* Extract
What is a moisturizer?
The skin is able to perform its various functions—regulating body temperature, maintaining the balance of fluids, protecting the body from pathogen invasion, and sensing stimuli—when its structure is well-regulated. Another important factor of skin health is the protective barrier layer. This layer, which is found on the outermost level of the skin, is made of dead and keratinised cells embedded in the epidermal lipids. This barrier layer is then covered by a hydrolipid film which also consists of the acid mantle. The protective barrier layer will then help to repel water, harmful irritants, and infectious agents. While the skin usually self-regulates itself via the desquamation process, skincare products will help to improve the health and functionality of skin. One very important skincare product is moisturizer, which is intended to make the external layer of the skin well-protected, softer, and more pliable.
What are the different types of moisturizer?
Though moisturisers exist in various forms, they can be easily classified based on their mechanisms of action:
- Emollients: This type of moisturizer refer to the products that help to fill in the cracks in the skin that are missing the naturally occurring moisturising lipids. The hydrator will also smoothen the surface of the skin and increase the water retention capability of the stratum corneum. Some examples of effective emollients include ceramide, cocoa butter, and shea butter.
- Humectants: This category of hydrator is renowned for its potent hygroscopic (water-attracting) activities. Once applied on the skin, it attracts moisture from the environment and hydrate the stratum corneum. Some commonly used humectants include glycerin, hyaluronic acid, and urea.

* Exercise prompt
Reproduce the moisturizer passage above in full, word for word.

[Records taken from a collection]
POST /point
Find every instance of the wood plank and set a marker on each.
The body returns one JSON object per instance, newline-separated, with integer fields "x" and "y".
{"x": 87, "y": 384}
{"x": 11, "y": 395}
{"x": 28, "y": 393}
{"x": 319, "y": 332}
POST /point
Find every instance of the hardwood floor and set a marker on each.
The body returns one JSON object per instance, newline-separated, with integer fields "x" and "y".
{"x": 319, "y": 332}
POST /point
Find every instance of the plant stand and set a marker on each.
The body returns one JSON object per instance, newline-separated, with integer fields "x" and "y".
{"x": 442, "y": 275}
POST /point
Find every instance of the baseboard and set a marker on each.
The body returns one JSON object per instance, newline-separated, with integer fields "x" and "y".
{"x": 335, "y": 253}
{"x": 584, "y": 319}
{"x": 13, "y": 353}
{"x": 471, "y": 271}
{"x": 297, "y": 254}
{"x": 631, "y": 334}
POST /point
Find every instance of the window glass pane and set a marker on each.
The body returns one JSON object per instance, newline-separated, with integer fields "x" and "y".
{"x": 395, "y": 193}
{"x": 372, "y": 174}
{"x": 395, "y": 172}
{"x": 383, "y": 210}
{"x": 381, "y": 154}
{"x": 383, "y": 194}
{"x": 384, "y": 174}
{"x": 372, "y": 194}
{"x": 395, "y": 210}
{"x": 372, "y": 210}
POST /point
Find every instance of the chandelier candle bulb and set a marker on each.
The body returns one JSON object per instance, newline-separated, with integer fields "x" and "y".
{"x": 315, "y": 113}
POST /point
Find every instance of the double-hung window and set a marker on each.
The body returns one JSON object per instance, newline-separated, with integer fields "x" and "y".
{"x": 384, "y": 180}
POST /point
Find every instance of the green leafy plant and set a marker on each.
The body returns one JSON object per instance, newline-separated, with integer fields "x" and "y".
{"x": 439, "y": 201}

* Output of the exercise
What is a moisturizer?
The skin is able to perform its various functions—regulating body temperature, maintaining the balance of fluids, protecting the body from pathogen invasion, and sensing stimuli—when its structure is well-regulated. Another important factor of skin health is the protective barrier layer. This layer, which is found on the outermost level of the skin, is made of dead and keratinised cells embedded in the epidermal lipids. This barrier layer is then covered by a hydrolipid film which also consists of the acid mantle. The protective barrier layer will then help to repel water, harmful irritants, and infectious agents. While the skin usually self-regulates itself via the desquamation process, skincare products will help to improve the health and functionality of skin. One very important skincare product is moisturizer, which is intended to make the external layer of the skin well-protected, softer, and more pliable.
What are the different types of moisturizer?
Though moisturisers exist in various forms, they can be easily classified based on their mechanisms of action:
- Emollients: This type of moisturizer refer to the products that help to fill in the cracks in the skin that are missing the naturally occurring moisturising lipids. The hydrator will also smoothen the surface of the skin and increase the water retention capability of the stratum corneum. Some examples of effective emollients include ceramide, cocoa butter, and shea butter.
- Humectants: This category of hydrator is renowned for its potent hygroscopic (water-attracting) activities. Once applied on the skin, it attracts moisture from the environment and hydrate the stratum corneum. Some commonly used humectants include glycerin, hyaluronic acid, and urea.